## Try it:
Retype the entries. Match them exactly.

Listed records: Begin

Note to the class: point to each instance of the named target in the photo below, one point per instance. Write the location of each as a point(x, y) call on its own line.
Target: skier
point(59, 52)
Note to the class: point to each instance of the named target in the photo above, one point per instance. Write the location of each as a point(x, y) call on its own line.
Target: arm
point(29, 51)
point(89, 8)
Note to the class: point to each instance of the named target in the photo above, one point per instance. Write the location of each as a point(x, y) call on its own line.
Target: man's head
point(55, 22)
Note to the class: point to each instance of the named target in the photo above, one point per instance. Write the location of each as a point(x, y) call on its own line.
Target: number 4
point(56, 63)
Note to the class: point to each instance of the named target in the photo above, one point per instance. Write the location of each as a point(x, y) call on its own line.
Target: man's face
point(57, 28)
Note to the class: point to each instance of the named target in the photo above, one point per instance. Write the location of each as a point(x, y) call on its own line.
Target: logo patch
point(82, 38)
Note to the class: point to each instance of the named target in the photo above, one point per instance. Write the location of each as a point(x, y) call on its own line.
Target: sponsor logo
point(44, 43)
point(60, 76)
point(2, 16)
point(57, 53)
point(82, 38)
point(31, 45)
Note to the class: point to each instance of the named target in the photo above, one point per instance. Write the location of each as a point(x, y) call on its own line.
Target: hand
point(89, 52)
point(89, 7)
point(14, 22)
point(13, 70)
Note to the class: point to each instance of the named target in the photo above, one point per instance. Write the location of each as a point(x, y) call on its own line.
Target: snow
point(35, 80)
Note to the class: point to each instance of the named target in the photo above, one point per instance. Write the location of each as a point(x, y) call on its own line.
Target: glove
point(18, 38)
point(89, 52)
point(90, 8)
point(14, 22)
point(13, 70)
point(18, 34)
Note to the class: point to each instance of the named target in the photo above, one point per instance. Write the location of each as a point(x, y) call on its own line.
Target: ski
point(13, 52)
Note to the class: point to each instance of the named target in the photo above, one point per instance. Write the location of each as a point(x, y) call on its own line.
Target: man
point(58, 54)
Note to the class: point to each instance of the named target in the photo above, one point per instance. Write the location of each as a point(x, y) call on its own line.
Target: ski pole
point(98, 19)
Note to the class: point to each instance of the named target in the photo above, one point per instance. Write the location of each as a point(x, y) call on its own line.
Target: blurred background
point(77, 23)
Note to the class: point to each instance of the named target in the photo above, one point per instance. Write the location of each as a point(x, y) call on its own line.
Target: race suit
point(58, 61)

Listed records: End

## Answer box:
Note to the class: point to each instance of the named target in the photo below, one point per instance. Write the location of each as a point(x, y) call on its own line.
Target: skier
point(59, 52)
Note to the class: point to each instance of the named target in the photo above, one point per instance. Write the location of each as a point(x, y) call on its own line.
Target: arm
point(29, 51)
point(89, 8)
Note to the class: point to each instance of the named target in the photo above, one point per instance. Write the location of each as a point(x, y) call on its own line.
Target: man's head
point(55, 22)
Note to the class: point to each instance of the named target in the photo above, one point per instance. Write the location of each as a point(x, y) call on its own line.
Target: number 4
point(56, 63)
Note to the class: point to each instance of the named target in the photo above, one point per instance. Write the location of each as a point(x, y) call on its own line.
Target: man's face
point(57, 28)
Note to the class: point to each instance of the named target in the photo above, one point per instance. Write the location of each as a point(x, y) call on its own line.
Target: logo patch
point(82, 38)
Note to the class: point to each instance of the named target in the photo above, one point per instance. Write the location of each as a point(x, y) call on its own line.
Target: sponsor logo
point(44, 43)
point(60, 76)
point(2, 16)
point(57, 53)
point(82, 38)
point(31, 45)
Note to the class: point to each instance of the named target in the photo above, one point per instance. Write the location of each as a point(x, y) call on its own line.
Target: hand
point(89, 52)
point(89, 7)
point(14, 22)
point(13, 70)
Note to the class: point to each instance of the named target in the photo above, one point per instance. Write the location of each as a point(x, y) call on its own line.
Target: snow
point(35, 80)
Note to the class: point to each instance of the named target in the photo above, one point per instance. Write the location of each as a point(x, y) call on its own line.
Target: glove
point(18, 38)
point(89, 52)
point(90, 8)
point(14, 22)
point(13, 70)
point(18, 34)
Note to the class: point to each instance of the named target in the photo above, one point per instance. Write the location of each as a point(x, y) call on its own line.
Target: ski
point(13, 52)
Note to the class: point to each instance of the named target in the photo above, one point per instance. Write the location of each as a point(x, y) call on its own line.
Target: man
point(58, 54)
Note to the class: point to each instance of the named target in the photo above, one point per instance. Write the location of each as a point(x, y) call on its own line.
Target: ski pole
point(98, 19)
Note to the class: point to each instance of the named target in the photo above, one point per instance. Write the location of each as a point(x, y) call on its own line.
Target: blurred background
point(77, 23)
Note to the class: point to each instance of the named target in the photo above, one point per instance. Write the location of each as a point(x, y) call on its own line.
Target: race suit
point(58, 61)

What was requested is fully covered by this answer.